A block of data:
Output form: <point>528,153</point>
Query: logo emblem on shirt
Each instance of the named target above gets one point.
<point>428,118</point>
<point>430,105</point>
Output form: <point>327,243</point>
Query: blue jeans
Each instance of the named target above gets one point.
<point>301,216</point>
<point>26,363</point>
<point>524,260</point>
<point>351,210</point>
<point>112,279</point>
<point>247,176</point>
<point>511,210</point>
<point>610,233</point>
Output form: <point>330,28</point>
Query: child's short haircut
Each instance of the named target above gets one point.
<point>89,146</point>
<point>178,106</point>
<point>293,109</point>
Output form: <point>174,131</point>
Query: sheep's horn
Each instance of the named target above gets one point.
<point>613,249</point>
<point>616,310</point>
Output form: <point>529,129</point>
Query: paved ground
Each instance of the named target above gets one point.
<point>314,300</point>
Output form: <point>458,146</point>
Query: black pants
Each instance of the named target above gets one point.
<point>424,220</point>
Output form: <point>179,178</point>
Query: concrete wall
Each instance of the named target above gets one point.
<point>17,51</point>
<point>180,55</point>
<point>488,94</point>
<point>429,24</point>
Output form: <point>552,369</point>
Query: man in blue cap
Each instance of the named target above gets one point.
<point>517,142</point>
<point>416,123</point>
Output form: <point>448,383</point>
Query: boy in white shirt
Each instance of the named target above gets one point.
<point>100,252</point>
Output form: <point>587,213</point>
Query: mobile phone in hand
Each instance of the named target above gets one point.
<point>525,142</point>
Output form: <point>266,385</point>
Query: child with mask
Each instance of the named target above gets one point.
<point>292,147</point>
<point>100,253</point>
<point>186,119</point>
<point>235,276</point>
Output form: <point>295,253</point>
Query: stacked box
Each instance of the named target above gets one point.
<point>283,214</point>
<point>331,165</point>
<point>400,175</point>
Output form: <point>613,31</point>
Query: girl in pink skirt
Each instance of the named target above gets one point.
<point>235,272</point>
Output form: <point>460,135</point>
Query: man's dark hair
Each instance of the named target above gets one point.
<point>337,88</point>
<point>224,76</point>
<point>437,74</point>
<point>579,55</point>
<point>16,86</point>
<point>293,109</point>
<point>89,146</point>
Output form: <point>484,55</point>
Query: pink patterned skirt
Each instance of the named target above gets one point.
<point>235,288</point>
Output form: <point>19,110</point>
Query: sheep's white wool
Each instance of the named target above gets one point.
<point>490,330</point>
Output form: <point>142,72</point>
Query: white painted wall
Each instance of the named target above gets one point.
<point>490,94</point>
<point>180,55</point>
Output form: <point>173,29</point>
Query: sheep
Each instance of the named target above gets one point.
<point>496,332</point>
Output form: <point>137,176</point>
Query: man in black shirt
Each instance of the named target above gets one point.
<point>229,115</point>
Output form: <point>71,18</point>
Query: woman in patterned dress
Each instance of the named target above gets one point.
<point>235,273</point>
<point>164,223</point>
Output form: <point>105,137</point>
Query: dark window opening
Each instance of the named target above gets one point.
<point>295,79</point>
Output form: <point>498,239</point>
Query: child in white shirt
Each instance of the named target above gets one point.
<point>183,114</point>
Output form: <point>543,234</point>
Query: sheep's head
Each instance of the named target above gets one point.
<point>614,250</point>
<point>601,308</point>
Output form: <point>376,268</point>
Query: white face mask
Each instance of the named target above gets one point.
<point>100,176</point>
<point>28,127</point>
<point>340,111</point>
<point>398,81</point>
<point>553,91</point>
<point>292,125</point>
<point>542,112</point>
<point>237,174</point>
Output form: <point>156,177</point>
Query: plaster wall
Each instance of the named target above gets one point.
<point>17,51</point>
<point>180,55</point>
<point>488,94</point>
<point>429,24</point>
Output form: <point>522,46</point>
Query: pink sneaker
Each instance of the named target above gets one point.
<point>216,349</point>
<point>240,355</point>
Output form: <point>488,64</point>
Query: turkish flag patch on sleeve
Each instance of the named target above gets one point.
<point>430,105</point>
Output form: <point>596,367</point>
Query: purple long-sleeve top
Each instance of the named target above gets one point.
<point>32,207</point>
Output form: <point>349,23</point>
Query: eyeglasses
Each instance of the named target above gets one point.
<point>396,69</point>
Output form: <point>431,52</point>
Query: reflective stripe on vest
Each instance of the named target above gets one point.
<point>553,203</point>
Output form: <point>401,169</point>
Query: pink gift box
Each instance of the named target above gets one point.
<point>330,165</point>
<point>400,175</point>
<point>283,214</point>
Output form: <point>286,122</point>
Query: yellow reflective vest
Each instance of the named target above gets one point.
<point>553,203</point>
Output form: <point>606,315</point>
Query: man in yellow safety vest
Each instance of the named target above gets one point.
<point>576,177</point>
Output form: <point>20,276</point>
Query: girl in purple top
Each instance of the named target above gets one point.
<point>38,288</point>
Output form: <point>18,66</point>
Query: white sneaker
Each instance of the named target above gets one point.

## GOAL OF THE EXERCISE
Copy everything from the line containing "Output form: <point>105,137</point>" down to the line containing "<point>183,114</point>", both lines included, keeping the requests and rescaling each answer coordinate by multiplying it by 1.4 and rounding to the nearest whole number, with halves rounded up. Leave every number in the requests, including their format samples, unchanged.

## IN RESPONSE
Output form: <point>105,137</point>
Query: dark window opening
Each instance of the named target above gets one point.
<point>413,111</point>
Output form: <point>498,239</point>
Query: child in white shirt
Each instance of the named target above gets one point.
<point>256,160</point>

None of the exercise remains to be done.